| TASK GOAL |
Each and every line of the data must appear exactly as given.

..............................

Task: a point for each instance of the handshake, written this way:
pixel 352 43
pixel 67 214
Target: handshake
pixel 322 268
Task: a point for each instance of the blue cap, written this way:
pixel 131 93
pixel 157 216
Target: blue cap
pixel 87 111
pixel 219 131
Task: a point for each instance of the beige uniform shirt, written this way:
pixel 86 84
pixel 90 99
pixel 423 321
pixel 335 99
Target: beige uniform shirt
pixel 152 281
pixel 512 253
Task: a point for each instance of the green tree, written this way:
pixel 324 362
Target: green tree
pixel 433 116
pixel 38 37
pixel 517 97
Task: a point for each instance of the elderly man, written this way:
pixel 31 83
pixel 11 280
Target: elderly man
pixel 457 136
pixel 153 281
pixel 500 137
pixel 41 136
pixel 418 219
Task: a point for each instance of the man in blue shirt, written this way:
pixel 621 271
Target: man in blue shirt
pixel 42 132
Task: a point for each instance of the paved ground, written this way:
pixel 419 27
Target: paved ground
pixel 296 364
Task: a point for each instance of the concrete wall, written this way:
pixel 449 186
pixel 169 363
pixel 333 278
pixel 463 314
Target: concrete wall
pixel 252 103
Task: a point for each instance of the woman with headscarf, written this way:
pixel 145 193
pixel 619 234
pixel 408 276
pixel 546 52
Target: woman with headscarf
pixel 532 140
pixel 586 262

..............................

| ANSWER TO THIS PROBLEM |
Task: a point for each instance of the handshake, written this way:
pixel 352 43
pixel 67 214
Target: handshake
pixel 322 268
Task: a point for each instance of the blue cap, written this way:
pixel 131 93
pixel 157 216
Target: blue cap
pixel 87 111
pixel 219 131
Task: a point for each instance of the beige uniform shirt, written this way:
pixel 86 84
pixel 90 99
pixel 423 321
pixel 335 99
Target: beige uniform shirt
pixel 152 281
pixel 512 253
Task: a point for each instance of the green tree, written this way:
pixel 324 362
Target: green tree
pixel 433 116
pixel 38 37
pixel 517 97
Task: a point for each instance of the elderly man, written this way:
pixel 31 83
pixel 11 280
Target: elderly man
pixel 457 136
pixel 153 281
pixel 500 137
pixel 41 136
pixel 418 219
Task: a point for each instance of the man in blue shirt, written this way:
pixel 621 271
Target: man in blue shirt
pixel 42 132
Task: a point for each instance of the paved ground, written this way:
pixel 419 27
Target: paved ground
pixel 296 364
Task: a point for each instance of the concrete wall, written this way:
pixel 449 186
pixel 169 363
pixel 333 278
pixel 463 314
Target: concrete wall
pixel 252 103
Task: a point for each instance of the woman with headscarf, written this way:
pixel 145 193
pixel 619 234
pixel 408 276
pixel 546 52
Target: woman with headscarf
pixel 532 140
pixel 586 262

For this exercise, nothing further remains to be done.